▶ _Text segment_
On Fri, 12 Feb 2010, Minchan Kim wrote:

> > True, that's a great example of why child tasks should be sacrificed for 
> > the parent: if the oom killer is being called then we are truly overloaded 
> > and there's no shame in killing excessive client connections to recover, 
> > otherwise we might find the entire server becoming unresponsive.  The user 
> > can easily tune to /proc/sys/vm/oom_forkbomb_thres to define what 
> > "excessive" is to assess the penalty, if any.  I'll add that to the 
> > comment if we require a second revision.
> > 
> 
> I am worried about opposite case.
> 
> If forkbomb parent makes so many children in a short time(ex, 2000 per
> second) continuously and we kill a child continuously not parent, system
> is almost unresponsible, I think.  

The oom killer is not the appropriate place for a kernel forkbomb policy 
to be implemented, you'd need to address that concern in the scheduler.  
When I've brought that up in the past, the response is that if we aren't 
out of memory, then it isn't a problem.  It is a problem for buggy 
applications because their timeslice is now spread across an egregious 
amount of tasks that they are perhaps leaking and is detrimental to their 
server's performance.  I'm not saying that we need to enforce a hard limit 
on how many tasks a server forks, for instance, but the scheduler can 
detect forkbombs much easier than the oom killer's tasklist scan by at 
least indicating to us with a process flag that it is a likely forkbomb.

> I suffered from that case in LTP and no swap system.
> It might be a corner case but might happen in real. 
> 

If you look at the patchset overall and not just this one patch, you'll 
notice that we now kill the child with the highest badness() score first, 
i.e. generally the one consuming the most memory.  That is radically 
different than the previous behavior and should prevent the system from 
becoming unresponsive.  The goal is to allow the user to react to the 
forkbomb rather than implement a strict detection and handling heuristic 
that kills innocent servers and system daemons.

▶ _Your objective_
In the email about the oom killer, which child does the patchset now kill first?

▶ _Source data_
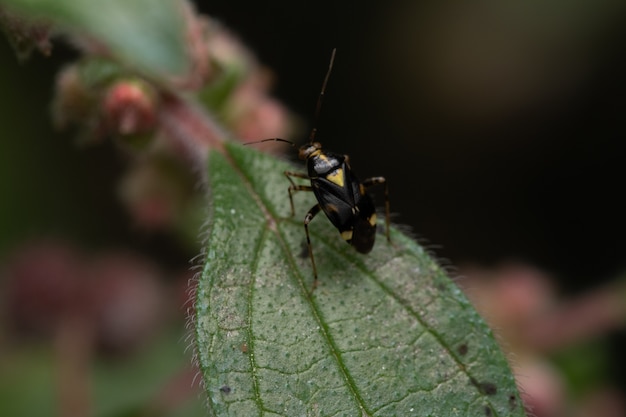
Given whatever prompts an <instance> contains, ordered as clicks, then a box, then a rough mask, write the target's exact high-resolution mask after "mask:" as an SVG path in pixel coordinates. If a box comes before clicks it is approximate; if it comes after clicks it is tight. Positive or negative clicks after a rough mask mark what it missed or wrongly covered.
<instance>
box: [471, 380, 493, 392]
mask: <svg viewBox="0 0 626 417" xmlns="http://www.w3.org/2000/svg"><path fill="white" fill-rule="evenodd" d="M470 381H471V383H472V385H474V386H475V387H476V388H478V389H479V390H480V392H481V393H482V394H485V395H496V394H497V393H498V387H497V386H496V384H494V383H493V382H479V381H477V380H476V379H474V378H471V379H470Z"/></svg>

▶ _Reply_
The child with the highest badness() score, generally the one consuming the most memory.